> _TASK BRIEF_:
Using the listing below, return each line exactly as it reads.

> _DATA LISTING_:
# # # # #

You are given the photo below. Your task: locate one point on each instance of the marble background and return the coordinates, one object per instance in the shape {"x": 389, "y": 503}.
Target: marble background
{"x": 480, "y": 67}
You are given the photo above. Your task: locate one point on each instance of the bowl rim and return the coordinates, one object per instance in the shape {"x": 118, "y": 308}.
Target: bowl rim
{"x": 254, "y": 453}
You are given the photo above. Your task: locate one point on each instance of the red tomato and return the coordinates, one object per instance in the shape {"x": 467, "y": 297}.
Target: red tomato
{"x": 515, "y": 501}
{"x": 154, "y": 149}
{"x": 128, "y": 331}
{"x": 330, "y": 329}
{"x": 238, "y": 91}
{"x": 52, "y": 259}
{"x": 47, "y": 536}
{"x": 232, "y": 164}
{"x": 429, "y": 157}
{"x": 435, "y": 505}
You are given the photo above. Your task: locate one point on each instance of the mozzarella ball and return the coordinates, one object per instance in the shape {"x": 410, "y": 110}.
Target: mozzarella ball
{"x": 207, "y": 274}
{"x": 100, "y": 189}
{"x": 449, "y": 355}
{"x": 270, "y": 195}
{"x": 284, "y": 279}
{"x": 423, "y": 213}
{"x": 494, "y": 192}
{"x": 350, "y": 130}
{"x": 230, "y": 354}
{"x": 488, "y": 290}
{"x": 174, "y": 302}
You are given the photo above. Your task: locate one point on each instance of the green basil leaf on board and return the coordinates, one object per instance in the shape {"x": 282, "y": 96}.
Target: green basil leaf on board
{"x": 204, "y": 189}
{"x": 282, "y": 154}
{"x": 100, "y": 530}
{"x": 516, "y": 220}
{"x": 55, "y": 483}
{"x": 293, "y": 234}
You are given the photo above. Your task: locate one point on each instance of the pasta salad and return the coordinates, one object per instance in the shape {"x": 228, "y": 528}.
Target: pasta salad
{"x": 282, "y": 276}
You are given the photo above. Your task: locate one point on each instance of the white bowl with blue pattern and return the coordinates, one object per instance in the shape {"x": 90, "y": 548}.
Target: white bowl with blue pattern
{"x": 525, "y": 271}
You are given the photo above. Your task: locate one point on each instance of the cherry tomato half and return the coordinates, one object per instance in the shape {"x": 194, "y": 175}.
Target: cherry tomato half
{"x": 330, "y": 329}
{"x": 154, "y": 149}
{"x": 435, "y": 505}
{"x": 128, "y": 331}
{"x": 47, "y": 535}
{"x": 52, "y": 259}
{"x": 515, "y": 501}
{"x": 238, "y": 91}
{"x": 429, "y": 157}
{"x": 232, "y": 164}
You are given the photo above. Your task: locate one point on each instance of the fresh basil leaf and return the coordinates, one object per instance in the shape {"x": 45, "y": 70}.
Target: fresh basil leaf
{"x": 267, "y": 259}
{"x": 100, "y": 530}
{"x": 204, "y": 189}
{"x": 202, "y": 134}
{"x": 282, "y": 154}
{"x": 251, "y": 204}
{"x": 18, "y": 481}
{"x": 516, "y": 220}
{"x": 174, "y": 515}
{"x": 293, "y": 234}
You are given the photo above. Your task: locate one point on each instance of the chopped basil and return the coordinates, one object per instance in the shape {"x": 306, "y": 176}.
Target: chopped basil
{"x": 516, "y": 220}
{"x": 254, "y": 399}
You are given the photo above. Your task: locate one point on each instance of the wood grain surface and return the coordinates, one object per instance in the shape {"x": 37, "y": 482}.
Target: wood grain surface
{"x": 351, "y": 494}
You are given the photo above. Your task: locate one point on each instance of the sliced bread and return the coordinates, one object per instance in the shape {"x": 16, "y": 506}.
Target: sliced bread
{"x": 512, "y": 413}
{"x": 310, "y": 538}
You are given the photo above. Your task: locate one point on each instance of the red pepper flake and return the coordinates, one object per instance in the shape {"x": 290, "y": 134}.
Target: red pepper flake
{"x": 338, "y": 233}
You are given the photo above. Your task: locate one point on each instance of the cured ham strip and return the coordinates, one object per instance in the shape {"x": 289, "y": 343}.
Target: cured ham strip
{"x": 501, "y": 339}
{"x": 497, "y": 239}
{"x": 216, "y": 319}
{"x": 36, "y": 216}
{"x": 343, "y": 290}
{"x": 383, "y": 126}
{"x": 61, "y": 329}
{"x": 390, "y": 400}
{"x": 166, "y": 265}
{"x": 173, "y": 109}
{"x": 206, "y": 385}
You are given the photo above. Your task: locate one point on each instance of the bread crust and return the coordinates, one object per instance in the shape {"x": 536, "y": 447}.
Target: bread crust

# # # # #

> _EXERCISE RESULT_:
You are given the photo below. Your task: locate one point on each instance of the marble background and return the coordinates, one object per instance in the shape {"x": 389, "y": 503}.
Target: marble background
{"x": 480, "y": 67}
You are given the photo above. Your task: locate one point on each instance of the bowl rim and return the coordinates, one object per instance in the shape {"x": 118, "y": 308}.
Target: bowl rim
{"x": 254, "y": 453}
You are given the photo above. Your task: locate one point on each instance of the red tomato and return the coordinates, one object per instance in the shape {"x": 467, "y": 297}.
Target: red tomato
{"x": 515, "y": 501}
{"x": 154, "y": 149}
{"x": 128, "y": 331}
{"x": 330, "y": 329}
{"x": 238, "y": 91}
{"x": 52, "y": 259}
{"x": 47, "y": 536}
{"x": 232, "y": 164}
{"x": 429, "y": 157}
{"x": 435, "y": 505}
You are given the photo above. Your task: locate one point on each instance of the mozzarella ball and return the coordinates, one object per instance in the shape {"x": 410, "y": 110}.
Target: mozzarella ball
{"x": 207, "y": 274}
{"x": 100, "y": 189}
{"x": 449, "y": 355}
{"x": 270, "y": 195}
{"x": 284, "y": 279}
{"x": 423, "y": 213}
{"x": 494, "y": 192}
{"x": 350, "y": 130}
{"x": 230, "y": 354}
{"x": 488, "y": 290}
{"x": 174, "y": 302}
You are given the photo above. Your task: locate one point on each instance of the green basil leaf on board and return the coordinates, one object per instance in the shape {"x": 282, "y": 96}.
Target: green basil leaf on board
{"x": 204, "y": 189}
{"x": 282, "y": 154}
{"x": 100, "y": 530}
{"x": 516, "y": 220}
{"x": 55, "y": 483}
{"x": 293, "y": 234}
You are given the photo above. Your task: locate one point on each instance of the pasta salad and return the coordinates, one object per instance in the shape {"x": 228, "y": 528}.
Target: pasta salad
{"x": 282, "y": 276}
You are given the photo above. Your task: locate one point on each instance of the white bowl with blue pattern and return the coordinates, one object per instance in the shape {"x": 90, "y": 548}.
Target: white bowl with blue pattern
{"x": 525, "y": 271}
You are given the photo above. Your task: locate one point on each instance of the cherry tomato half and return the coordinates, one object per instance in the shape {"x": 194, "y": 175}.
Target: cherry tomato half
{"x": 330, "y": 329}
{"x": 154, "y": 149}
{"x": 435, "y": 505}
{"x": 128, "y": 331}
{"x": 47, "y": 535}
{"x": 52, "y": 259}
{"x": 515, "y": 501}
{"x": 238, "y": 91}
{"x": 429, "y": 157}
{"x": 232, "y": 164}
You are given the photo above. Your task: locate one point on each instance of the fresh basil leaf and return the coordinates, one object per instance in the shape {"x": 45, "y": 70}.
Target: fresh basil leaf
{"x": 267, "y": 259}
{"x": 100, "y": 530}
{"x": 204, "y": 189}
{"x": 202, "y": 134}
{"x": 282, "y": 154}
{"x": 251, "y": 204}
{"x": 18, "y": 481}
{"x": 516, "y": 220}
{"x": 174, "y": 515}
{"x": 293, "y": 234}
You are given the photo above. Your task: locate one point on each instance of the chopped basil and return the coordinates, one object per instance in the shape {"x": 306, "y": 176}.
Target: chopped basil
{"x": 516, "y": 220}
{"x": 254, "y": 399}
You are given the photo above. Your task: locate one point on each instance of the wood grain surface and return the coordinates, one object per instance in the shape {"x": 37, "y": 482}.
Target: wood grain surface
{"x": 351, "y": 494}
You are given the photo above. Your task: locate one point on each instance of the sliced bread and return the coordinates, one object per instance in the shape {"x": 16, "y": 506}.
Target: sliced bread
{"x": 512, "y": 413}
{"x": 310, "y": 538}
You are given the photo above. Your task: locate one point on each instance of the red pepper flake and return the coordinates, one object per instance in the shape {"x": 290, "y": 134}.
Target: red pepper flake
{"x": 338, "y": 233}
You are given the photo above. Your task: locate one point on each instance of the cured ham strip and return the coordinates, one object per instance in the shape {"x": 289, "y": 343}.
Target: cured ham strip
{"x": 501, "y": 339}
{"x": 497, "y": 239}
{"x": 216, "y": 319}
{"x": 36, "y": 216}
{"x": 343, "y": 290}
{"x": 383, "y": 126}
{"x": 61, "y": 329}
{"x": 390, "y": 400}
{"x": 166, "y": 265}
{"x": 173, "y": 109}
{"x": 206, "y": 385}
You are given the photo above. Your task: locate one point on each instance of the bread crust and return the coordinates, one object per instance in the shape {"x": 536, "y": 447}.
Target: bread crust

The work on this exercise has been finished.